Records

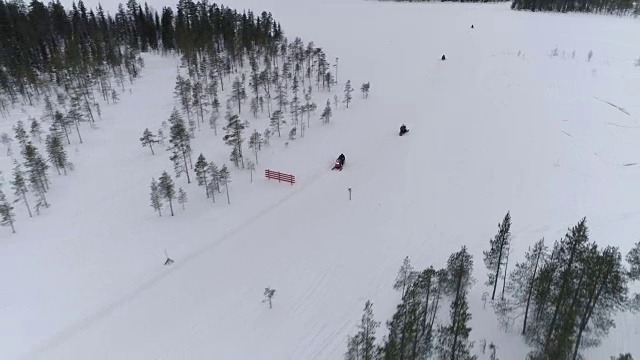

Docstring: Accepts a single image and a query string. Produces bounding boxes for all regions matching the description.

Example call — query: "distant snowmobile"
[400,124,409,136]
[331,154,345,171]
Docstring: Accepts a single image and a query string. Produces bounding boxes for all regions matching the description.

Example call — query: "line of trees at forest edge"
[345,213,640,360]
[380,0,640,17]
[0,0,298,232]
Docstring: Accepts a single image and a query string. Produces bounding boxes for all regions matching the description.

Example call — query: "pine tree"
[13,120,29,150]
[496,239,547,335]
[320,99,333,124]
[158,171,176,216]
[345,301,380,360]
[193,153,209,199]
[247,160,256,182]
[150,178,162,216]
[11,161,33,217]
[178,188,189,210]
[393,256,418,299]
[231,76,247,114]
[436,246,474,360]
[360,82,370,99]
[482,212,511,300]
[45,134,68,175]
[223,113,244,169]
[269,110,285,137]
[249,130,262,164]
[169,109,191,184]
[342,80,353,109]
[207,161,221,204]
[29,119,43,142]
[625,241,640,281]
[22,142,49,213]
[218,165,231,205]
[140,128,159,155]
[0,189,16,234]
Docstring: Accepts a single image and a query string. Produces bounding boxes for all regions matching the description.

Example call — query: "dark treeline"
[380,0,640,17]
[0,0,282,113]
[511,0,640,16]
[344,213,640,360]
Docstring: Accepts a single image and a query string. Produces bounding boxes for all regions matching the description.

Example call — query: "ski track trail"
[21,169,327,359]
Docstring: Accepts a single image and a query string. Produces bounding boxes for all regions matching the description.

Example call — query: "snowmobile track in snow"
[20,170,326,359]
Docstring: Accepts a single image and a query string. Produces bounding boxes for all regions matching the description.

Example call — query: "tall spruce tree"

TASK DETAILS: Copy the listing word for word, starting at its beginning and ending at the line containing "[344,213,640,360]", with both ends included. Leave the pictures out of your answer.

EXPECTED OUTPUT:
Docstring: Accepts a single image and a query string. Produces bounding boxes for all regions matching the description.

Example call — query: "distant snowmobile"
[400,124,409,136]
[331,154,345,171]
Docstring: Accepts a single image and a query string. Produces bounding boxes for all regions matching the description.

Example call — query: "line of trees at forest edge"
[345,213,640,360]
[380,0,640,17]
[0,0,298,232]
Docstring: Accepts a single image and a query string. Produces bounding boxes for all regions matching the description.

Example call — query: "pine tree"
[13,120,29,150]
[496,239,547,335]
[320,99,333,124]
[158,171,176,216]
[345,301,380,360]
[193,153,209,199]
[247,160,256,182]
[150,178,162,216]
[11,161,33,217]
[178,188,189,210]
[393,256,418,299]
[231,76,247,114]
[436,246,474,360]
[360,82,370,99]
[482,212,511,300]
[45,134,68,175]
[223,113,244,169]
[269,110,285,137]
[249,130,262,164]
[169,109,191,184]
[342,80,353,109]
[207,161,221,204]
[29,119,43,142]
[625,241,640,281]
[22,142,49,213]
[218,165,231,205]
[140,128,159,155]
[0,189,16,234]
Docstring: Accepts a single image and a query string. Produces bounding boxes for all regions matching the description.

Example call — query: "dark treeline"
[380,0,640,17]
[0,0,282,113]
[511,0,640,16]
[344,213,640,360]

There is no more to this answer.